** WHAT TO DO **
Collect every line of the data below that contains the string "white", and copy each one. Matching is case-sensitive.
* Begin MATERIAL PROVIDED *
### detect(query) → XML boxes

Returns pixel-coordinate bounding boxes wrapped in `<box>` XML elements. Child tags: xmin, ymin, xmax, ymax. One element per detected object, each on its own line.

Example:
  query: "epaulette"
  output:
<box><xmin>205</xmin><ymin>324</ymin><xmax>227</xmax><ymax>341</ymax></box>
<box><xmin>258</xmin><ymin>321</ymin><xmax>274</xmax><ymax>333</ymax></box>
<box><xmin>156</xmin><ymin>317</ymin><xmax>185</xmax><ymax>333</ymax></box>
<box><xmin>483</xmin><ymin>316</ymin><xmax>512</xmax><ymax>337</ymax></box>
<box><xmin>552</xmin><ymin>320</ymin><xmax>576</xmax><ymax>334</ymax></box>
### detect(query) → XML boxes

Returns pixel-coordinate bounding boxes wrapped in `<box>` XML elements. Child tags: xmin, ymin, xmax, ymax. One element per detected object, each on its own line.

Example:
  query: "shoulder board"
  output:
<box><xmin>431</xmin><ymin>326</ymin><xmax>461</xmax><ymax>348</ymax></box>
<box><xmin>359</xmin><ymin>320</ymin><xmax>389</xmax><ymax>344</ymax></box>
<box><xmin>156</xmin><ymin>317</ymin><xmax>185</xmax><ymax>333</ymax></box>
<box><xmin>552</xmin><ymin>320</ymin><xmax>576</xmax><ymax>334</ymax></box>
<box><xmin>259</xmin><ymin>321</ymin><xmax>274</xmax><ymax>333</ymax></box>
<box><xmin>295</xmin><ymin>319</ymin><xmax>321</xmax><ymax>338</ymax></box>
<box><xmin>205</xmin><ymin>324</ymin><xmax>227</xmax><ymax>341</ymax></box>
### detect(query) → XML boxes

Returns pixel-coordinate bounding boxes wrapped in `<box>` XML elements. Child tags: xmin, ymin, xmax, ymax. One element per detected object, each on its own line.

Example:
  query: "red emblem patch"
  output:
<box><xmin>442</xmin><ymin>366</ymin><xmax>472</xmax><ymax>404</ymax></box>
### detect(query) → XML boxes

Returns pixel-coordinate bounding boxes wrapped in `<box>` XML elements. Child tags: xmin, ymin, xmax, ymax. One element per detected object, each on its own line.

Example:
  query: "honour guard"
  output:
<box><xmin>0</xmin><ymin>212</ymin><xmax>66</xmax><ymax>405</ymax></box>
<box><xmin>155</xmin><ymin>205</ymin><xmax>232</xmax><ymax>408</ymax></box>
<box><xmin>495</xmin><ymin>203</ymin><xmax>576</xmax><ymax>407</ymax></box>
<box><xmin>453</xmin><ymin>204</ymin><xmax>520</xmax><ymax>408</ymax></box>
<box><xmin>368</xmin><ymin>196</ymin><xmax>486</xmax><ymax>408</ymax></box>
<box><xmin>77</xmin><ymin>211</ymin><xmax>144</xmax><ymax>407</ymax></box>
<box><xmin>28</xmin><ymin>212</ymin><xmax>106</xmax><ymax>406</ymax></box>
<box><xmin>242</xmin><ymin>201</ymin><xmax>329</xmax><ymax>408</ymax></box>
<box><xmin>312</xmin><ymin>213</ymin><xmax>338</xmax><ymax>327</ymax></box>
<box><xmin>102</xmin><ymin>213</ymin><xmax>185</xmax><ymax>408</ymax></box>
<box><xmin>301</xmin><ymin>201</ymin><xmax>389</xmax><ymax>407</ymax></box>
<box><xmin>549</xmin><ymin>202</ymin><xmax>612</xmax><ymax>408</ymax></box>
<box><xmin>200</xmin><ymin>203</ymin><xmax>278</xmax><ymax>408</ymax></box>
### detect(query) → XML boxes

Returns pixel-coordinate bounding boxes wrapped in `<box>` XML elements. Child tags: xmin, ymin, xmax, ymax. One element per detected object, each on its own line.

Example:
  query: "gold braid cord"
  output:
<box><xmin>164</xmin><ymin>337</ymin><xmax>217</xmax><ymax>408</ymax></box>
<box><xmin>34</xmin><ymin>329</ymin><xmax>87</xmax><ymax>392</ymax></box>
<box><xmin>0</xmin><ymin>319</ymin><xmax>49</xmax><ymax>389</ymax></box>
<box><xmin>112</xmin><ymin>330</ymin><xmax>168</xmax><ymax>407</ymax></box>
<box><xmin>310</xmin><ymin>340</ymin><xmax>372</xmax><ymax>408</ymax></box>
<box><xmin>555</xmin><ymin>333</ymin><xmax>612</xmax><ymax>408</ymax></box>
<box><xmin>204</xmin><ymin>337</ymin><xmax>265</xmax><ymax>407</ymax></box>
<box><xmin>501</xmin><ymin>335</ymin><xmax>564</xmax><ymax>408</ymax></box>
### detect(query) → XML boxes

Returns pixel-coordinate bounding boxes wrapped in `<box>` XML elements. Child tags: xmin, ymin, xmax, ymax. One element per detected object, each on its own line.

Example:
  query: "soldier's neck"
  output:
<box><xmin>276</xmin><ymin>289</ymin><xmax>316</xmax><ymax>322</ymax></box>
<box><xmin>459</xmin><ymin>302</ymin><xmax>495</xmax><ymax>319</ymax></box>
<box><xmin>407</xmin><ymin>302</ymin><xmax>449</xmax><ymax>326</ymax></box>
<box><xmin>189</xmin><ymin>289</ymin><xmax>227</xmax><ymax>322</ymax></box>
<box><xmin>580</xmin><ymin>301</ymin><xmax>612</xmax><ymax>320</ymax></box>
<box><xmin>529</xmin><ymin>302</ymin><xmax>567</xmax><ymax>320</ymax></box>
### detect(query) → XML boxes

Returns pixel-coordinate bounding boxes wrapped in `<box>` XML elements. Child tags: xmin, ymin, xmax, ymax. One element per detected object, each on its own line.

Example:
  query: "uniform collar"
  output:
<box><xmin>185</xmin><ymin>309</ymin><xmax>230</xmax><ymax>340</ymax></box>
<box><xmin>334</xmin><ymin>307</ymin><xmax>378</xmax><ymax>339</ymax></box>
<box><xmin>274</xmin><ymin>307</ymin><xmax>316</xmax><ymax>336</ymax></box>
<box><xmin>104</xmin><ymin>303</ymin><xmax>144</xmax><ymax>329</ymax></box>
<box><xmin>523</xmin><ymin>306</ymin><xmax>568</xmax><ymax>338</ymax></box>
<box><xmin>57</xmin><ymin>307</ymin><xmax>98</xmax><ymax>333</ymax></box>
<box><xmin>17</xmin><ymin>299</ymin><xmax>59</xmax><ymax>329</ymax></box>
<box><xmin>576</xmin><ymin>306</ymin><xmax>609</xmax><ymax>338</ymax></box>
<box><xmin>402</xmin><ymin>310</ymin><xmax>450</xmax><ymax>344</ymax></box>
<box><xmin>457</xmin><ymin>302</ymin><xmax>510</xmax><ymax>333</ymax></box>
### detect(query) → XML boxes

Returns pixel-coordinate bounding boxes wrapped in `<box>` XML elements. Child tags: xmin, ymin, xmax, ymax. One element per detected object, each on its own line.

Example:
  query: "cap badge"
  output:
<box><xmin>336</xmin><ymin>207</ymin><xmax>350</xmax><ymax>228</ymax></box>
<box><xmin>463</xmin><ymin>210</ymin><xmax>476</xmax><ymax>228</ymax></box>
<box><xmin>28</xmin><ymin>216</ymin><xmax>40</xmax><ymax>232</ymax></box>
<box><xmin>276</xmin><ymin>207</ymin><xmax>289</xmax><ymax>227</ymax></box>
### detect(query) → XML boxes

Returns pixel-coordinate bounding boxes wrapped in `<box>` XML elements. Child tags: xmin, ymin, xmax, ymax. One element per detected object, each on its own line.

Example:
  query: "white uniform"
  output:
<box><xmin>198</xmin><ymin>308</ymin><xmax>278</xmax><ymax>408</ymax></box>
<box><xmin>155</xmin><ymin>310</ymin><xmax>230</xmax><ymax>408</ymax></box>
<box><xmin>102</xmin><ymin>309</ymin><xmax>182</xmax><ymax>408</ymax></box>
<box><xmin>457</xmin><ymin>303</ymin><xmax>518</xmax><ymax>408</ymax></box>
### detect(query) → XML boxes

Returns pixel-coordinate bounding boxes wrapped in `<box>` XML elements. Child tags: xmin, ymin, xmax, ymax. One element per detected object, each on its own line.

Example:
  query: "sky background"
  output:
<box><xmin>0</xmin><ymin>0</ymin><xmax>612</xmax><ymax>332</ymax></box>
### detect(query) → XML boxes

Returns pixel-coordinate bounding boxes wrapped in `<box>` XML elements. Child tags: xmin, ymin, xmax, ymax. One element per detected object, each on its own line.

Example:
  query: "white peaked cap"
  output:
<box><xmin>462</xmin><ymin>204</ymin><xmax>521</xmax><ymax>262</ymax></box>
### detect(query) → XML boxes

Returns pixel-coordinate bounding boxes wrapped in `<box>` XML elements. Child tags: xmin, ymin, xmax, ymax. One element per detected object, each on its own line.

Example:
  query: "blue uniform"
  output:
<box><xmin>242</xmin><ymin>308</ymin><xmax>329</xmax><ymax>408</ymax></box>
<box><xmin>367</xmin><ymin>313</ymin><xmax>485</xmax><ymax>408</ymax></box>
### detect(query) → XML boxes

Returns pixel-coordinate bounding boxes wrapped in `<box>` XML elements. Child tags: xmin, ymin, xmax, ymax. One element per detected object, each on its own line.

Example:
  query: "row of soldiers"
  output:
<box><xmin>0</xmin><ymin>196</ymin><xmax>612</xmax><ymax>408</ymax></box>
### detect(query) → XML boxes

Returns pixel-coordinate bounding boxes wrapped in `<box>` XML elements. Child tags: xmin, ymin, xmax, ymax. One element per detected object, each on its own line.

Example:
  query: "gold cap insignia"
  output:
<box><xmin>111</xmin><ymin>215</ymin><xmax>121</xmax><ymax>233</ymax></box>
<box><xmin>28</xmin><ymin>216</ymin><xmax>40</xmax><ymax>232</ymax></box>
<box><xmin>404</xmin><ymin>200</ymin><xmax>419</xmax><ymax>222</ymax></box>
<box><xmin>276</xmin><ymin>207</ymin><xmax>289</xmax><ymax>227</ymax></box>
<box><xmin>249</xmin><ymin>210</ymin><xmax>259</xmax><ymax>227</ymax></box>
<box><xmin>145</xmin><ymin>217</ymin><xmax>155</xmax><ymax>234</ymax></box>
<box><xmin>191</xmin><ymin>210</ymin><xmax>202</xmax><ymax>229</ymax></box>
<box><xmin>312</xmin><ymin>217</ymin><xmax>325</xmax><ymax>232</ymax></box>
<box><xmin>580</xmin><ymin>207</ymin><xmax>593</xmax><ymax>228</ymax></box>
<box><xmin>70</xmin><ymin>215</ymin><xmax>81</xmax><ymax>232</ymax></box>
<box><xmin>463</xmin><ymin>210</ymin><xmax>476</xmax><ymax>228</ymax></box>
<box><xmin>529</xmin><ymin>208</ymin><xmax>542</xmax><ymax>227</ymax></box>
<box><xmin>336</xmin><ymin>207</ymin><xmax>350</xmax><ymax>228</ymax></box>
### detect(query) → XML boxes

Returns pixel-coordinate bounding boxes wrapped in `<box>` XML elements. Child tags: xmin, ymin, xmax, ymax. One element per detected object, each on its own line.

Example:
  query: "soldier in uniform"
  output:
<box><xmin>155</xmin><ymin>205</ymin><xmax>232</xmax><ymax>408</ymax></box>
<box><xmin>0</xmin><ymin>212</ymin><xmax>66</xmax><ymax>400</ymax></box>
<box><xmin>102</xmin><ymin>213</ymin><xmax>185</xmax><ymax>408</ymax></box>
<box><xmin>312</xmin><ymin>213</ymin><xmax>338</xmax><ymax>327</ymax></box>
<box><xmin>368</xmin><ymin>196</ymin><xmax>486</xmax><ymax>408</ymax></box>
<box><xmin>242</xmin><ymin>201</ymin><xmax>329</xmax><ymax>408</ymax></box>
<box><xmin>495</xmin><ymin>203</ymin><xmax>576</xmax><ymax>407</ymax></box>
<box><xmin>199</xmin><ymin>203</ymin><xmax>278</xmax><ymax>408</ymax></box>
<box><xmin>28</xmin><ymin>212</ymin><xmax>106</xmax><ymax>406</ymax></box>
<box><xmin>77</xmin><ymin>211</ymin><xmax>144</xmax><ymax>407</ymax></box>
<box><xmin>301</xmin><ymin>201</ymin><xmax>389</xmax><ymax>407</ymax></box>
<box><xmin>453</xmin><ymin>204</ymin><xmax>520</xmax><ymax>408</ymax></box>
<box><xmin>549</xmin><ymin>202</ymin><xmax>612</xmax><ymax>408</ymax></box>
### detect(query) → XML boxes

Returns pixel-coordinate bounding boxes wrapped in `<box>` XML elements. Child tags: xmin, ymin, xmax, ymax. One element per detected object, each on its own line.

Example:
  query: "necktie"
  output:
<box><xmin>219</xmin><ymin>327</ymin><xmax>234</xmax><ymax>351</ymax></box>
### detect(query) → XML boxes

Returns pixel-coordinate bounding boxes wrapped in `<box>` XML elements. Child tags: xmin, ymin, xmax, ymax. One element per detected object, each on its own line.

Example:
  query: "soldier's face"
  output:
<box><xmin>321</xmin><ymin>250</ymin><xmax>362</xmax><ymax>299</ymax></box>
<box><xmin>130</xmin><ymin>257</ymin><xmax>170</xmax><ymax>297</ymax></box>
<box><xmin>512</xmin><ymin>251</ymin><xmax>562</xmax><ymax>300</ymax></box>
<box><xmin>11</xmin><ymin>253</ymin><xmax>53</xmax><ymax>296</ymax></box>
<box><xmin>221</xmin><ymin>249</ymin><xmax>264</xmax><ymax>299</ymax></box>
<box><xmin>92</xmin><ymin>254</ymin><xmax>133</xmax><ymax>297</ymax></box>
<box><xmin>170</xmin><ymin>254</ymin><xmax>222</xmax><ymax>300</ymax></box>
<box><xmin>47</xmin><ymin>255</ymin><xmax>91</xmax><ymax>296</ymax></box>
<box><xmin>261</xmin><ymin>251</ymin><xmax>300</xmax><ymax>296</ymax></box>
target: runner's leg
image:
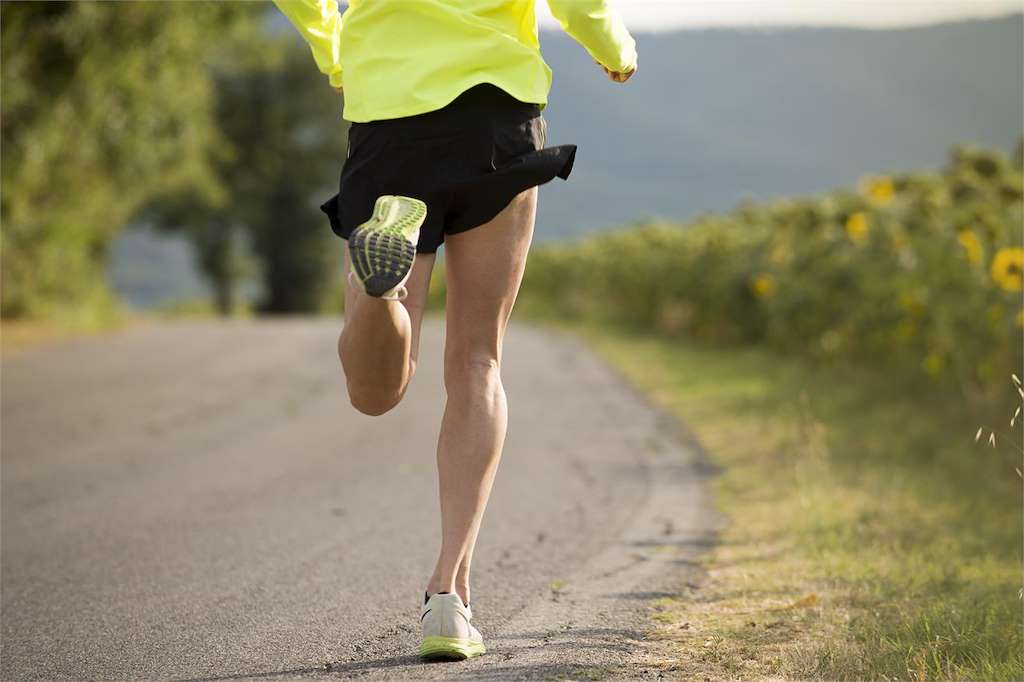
* End MATERIAL PROVIDED *
** FINISHED TASK **
  query: "white uniform"
  query: "white peaked cap"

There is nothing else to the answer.